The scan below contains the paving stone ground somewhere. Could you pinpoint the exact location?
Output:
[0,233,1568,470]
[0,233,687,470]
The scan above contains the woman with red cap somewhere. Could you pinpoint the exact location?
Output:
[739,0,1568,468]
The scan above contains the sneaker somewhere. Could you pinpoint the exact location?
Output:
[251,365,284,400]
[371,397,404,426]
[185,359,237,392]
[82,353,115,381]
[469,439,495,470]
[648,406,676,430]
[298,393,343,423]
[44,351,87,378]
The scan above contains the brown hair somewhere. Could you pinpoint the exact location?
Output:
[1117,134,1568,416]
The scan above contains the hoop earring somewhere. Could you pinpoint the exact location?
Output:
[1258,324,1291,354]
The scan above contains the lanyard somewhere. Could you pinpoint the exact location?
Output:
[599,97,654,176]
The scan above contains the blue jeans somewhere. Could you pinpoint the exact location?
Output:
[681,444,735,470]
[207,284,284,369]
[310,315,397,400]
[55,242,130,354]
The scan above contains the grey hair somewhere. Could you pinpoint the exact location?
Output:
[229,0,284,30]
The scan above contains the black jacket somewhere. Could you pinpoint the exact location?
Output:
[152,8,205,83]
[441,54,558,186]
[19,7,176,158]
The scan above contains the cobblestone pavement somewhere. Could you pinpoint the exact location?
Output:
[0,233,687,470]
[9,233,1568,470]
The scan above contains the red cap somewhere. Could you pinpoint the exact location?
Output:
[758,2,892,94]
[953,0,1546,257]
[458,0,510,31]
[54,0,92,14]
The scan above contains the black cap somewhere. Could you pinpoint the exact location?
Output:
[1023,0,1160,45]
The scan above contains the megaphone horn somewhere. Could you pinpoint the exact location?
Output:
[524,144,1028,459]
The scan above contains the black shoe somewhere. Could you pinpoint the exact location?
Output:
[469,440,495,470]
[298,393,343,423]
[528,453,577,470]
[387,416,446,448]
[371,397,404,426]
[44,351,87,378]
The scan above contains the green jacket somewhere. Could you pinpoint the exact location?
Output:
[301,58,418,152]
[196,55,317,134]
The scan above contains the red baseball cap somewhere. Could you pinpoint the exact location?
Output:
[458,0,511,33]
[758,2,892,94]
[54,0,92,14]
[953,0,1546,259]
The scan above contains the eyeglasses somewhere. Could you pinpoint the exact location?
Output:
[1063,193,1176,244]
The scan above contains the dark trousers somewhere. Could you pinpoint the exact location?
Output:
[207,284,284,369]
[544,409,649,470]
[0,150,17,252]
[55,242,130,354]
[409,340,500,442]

● TASK REQUIREMENTS
Copy out every one of the entries above, substituting "identify" for each occurrence of "pinpoint" and keeping everything else the same.

● EXPECTED ANSWER
The scan below contains the paving stone ground somewhere. Could you identify the exact location?
Output:
[0,233,1568,470]
[0,233,687,470]
The scan above contains the woman with red cap somewhere. Could you identify the exact location?
Output:
[739,0,1568,468]
The scan above contains the sneaker somewhere. Could you identify the exact location?
Output:
[251,365,284,400]
[371,397,404,426]
[185,359,237,392]
[82,353,115,381]
[469,439,495,470]
[648,406,676,430]
[298,393,343,423]
[44,351,87,378]
The scan above contains the brown hair somewhere. Could you identify the exact location?
Output:
[1117,134,1568,416]
The scan above contains the hoop earring somewhere. Could you identify the exact location?
Output:
[1258,324,1291,354]
The scan above contains the lanyard somewhere. Could you identify the exact location?
Output:
[599,97,654,176]
The scan above contains the blue jeans somewhere. Could you identify the exact location?
Output:
[681,444,735,470]
[207,284,284,369]
[310,315,397,400]
[55,242,130,354]
The scan above contains the grey hair somewhere. Could you identify the exact location?
Output:
[229,0,284,30]
The scan above contains the black jacket somewhere. Could you identify the exact location?
Output:
[152,8,205,83]
[441,54,558,186]
[19,7,176,158]
The scan above contains the cobblestone pavement somewhere. Could you identify the exact location?
Output:
[0,233,687,470]
[9,233,1568,470]
The scan above contains the red cap somewhere. Could you identify the exact location?
Output:
[758,2,892,94]
[953,0,1546,257]
[458,0,510,31]
[54,0,92,14]
The scan above contains the black cap somewhere. Could you identify the exact location?
Output:
[1023,0,1160,45]
The scan above contains the megaphone horn somewhere. Could you identify the exact location?
Output:
[524,144,1028,459]
The scan above contains the black shoe somewhere. Could you identify the exact location?
Output:
[469,440,495,470]
[298,393,343,423]
[528,453,577,470]
[387,416,446,448]
[371,397,404,426]
[44,351,87,378]
The scan above contains the green jacket somewhere. Could you identify the exact location?
Output:
[301,58,418,152]
[196,55,317,134]
The scan above contains the red baseball cap somewhere. Could you identify the exact location?
Output:
[458,0,511,33]
[758,2,892,94]
[54,0,92,14]
[953,0,1546,259]
The scan above contains the eyeglasses somewhere. Could you identify the exact location?
Output:
[1063,193,1176,244]
The scan above contains the dark trousers somewhere. Could you identify the exact location?
Output:
[207,284,284,369]
[544,409,649,470]
[0,150,17,252]
[55,242,130,354]
[409,340,500,442]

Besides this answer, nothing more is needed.